Return all lines of the records that contain the word "formatted".

Items from a data source
┏━━

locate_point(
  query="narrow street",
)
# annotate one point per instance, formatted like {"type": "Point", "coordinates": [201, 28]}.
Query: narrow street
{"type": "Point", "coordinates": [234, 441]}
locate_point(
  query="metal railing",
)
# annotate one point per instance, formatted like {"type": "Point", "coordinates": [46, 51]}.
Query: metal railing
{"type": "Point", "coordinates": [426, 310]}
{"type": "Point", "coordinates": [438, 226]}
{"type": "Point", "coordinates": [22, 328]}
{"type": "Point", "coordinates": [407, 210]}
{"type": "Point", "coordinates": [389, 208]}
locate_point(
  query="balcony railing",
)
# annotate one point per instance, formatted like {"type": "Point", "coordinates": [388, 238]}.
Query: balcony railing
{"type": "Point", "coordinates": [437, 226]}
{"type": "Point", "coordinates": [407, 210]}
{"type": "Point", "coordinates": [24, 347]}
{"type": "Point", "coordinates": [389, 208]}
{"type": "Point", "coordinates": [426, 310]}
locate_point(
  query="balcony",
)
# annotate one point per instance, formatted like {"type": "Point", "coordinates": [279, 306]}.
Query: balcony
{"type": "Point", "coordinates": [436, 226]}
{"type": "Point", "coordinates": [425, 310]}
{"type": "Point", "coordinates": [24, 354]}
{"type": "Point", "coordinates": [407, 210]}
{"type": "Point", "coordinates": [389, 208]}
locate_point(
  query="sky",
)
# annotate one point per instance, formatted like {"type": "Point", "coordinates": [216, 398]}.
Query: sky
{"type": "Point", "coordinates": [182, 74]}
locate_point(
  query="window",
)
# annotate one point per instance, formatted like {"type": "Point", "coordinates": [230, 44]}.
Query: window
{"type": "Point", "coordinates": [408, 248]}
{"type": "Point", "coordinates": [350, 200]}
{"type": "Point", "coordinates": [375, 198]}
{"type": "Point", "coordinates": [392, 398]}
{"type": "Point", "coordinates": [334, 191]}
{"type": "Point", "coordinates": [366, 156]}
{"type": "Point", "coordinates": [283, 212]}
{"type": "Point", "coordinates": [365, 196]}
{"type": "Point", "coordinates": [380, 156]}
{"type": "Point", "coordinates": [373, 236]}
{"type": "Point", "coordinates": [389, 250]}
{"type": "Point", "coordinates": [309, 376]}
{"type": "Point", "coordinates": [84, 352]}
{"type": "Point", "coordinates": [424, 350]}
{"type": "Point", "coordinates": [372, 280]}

┗━━

» **Written solution**:
# annotate one point per instance, formatted like {"type": "Point", "coordinates": [201, 28]}.
# annotate one point per instance, formatted like {"type": "Point", "coordinates": [46, 51]}.
# annotate one point per instance, formatted like {"type": "Point", "coordinates": [388, 238]}.
# annotate one point per instance, formatted like {"type": "Point", "coordinates": [279, 306]}.
# annotate one point per instance, formatted like {"type": "Point", "coordinates": [216, 398]}.
# annotate one point per instance, formatted like {"type": "Point", "coordinates": [230, 44]}.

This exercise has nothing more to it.